Exercise goal: Give the records from the line that contains "In this exercise you will label the olive" to the line that contains "In this exercise you will label the plaid", both included, as a JSON list of strings with one string per line and blank lines omitted.

Records supplied:

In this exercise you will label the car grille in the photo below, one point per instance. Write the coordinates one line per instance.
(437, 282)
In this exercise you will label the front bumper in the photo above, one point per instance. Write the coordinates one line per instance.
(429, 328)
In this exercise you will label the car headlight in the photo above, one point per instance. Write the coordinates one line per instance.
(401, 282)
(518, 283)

--

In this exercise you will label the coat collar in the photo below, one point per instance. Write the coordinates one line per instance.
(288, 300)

--

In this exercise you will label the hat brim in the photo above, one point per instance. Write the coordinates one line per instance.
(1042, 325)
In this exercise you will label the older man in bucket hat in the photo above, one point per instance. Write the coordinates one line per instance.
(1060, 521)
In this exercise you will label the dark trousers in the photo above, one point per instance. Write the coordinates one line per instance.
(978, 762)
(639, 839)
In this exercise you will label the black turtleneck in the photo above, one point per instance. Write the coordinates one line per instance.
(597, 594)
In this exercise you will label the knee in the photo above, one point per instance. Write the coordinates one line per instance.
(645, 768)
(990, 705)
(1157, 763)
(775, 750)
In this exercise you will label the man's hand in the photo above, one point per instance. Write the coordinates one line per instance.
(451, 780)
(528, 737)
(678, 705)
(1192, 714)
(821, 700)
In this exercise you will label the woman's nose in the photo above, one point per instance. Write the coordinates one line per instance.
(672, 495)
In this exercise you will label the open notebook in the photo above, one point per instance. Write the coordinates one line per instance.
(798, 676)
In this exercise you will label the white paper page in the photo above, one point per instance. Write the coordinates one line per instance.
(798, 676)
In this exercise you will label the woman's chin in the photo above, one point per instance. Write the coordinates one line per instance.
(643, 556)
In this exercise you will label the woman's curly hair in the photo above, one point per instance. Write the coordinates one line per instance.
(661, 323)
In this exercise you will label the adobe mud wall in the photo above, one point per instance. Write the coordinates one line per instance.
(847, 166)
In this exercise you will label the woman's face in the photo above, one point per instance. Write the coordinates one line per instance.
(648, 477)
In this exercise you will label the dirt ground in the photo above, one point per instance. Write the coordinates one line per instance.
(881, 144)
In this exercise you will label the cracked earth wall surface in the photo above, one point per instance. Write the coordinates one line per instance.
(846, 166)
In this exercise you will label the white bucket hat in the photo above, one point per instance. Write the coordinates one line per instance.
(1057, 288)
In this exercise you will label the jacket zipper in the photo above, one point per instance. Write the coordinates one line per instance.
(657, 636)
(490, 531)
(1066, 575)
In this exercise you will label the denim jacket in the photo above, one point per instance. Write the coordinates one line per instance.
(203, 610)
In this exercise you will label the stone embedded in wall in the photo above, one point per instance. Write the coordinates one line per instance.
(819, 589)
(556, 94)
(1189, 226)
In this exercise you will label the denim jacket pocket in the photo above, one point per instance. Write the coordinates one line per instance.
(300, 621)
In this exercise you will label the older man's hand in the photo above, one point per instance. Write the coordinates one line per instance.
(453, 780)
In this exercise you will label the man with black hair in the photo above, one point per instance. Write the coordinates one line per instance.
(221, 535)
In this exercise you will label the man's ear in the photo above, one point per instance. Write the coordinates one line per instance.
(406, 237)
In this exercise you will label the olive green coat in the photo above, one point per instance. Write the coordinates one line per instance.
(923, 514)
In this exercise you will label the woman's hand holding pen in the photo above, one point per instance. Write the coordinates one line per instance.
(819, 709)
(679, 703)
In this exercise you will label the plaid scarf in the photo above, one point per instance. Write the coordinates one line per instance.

Answer to this task:
[
  "In this exercise you will label the olive green coat in the photo above, one point per instance. Write the coordinates one line per instance.",
  "(923, 514)",
  "In this exercise you will label the woman's hand holding pen in the photo above, one point per instance. Write the coordinates one line per instance.",
  "(819, 709)",
  "(679, 703)",
  "In this exercise you will label the plaid scarf in the photo above, one point per instance. Write the coordinates one line per instance."
]